(Stored entries)
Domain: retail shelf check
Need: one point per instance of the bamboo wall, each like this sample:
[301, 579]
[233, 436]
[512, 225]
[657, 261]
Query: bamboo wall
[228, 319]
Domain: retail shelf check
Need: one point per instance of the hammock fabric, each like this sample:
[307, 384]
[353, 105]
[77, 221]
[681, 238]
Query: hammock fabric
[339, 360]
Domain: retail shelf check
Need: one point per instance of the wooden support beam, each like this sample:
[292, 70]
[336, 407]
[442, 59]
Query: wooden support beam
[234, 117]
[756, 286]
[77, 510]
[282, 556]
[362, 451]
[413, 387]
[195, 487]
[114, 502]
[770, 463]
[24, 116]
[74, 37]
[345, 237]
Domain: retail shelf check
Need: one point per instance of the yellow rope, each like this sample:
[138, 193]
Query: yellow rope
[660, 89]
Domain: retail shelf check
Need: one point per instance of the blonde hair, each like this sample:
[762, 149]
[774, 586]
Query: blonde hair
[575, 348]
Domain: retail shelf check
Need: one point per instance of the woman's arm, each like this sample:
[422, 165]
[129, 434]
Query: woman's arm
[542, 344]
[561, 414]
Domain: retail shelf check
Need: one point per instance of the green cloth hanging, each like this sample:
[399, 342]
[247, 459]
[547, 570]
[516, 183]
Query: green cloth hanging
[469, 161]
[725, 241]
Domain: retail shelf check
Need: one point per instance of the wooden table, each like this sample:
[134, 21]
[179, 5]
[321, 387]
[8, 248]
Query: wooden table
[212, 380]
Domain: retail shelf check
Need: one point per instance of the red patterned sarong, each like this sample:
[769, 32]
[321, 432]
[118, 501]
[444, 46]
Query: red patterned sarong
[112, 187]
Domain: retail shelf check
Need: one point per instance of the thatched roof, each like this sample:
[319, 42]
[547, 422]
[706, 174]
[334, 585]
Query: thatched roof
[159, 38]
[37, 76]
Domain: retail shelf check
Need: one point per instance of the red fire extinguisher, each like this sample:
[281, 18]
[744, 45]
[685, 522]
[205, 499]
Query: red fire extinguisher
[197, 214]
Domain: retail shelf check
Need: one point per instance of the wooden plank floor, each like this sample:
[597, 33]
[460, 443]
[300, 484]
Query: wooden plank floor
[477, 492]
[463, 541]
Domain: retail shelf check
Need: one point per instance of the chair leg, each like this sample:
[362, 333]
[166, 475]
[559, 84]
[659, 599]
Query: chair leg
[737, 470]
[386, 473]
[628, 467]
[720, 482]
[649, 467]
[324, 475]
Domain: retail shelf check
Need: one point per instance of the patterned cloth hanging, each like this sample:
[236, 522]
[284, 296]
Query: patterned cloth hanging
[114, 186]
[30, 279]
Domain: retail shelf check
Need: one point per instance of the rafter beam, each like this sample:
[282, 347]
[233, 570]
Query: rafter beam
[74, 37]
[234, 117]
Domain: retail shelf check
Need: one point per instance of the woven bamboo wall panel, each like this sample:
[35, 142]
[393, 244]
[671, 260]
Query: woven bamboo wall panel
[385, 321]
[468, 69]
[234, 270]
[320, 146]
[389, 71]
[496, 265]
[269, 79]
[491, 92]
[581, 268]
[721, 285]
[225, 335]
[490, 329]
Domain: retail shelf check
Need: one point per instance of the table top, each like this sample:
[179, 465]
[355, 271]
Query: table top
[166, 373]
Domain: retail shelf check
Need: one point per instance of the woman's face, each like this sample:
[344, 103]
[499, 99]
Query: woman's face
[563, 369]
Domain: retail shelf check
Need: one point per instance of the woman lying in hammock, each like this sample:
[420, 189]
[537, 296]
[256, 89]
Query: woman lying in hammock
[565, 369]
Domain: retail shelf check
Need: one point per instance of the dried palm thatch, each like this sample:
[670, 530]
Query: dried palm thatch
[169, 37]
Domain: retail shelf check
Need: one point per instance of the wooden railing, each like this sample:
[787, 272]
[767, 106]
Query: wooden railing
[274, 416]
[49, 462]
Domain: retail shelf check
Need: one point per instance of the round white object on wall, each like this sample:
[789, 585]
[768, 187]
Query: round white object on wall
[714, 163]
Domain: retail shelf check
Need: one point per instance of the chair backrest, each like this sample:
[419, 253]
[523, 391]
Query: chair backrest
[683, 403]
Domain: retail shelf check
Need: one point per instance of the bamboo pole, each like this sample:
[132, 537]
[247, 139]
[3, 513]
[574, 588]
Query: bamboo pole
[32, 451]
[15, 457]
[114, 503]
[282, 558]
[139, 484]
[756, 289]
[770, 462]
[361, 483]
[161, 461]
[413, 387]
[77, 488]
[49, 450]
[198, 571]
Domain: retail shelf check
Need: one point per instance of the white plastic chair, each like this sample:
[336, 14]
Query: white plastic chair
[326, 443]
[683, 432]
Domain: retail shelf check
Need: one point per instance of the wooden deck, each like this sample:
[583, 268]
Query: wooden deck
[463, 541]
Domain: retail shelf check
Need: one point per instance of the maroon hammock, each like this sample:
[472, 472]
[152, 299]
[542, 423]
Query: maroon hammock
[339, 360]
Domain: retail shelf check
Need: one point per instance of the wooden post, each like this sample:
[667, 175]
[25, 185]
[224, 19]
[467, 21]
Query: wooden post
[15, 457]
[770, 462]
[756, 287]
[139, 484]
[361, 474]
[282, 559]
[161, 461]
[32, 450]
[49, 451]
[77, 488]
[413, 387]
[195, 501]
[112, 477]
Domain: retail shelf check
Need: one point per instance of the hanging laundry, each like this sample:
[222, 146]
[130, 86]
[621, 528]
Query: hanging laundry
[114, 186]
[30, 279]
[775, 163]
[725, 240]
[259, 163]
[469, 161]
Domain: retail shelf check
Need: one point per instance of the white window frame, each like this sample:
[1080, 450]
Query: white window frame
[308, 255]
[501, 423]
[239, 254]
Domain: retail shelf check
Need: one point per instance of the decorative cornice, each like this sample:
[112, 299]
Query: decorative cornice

Set exercise
Count the lines in the material above that contain the word "table". Reply with the number alone.

Complete response
4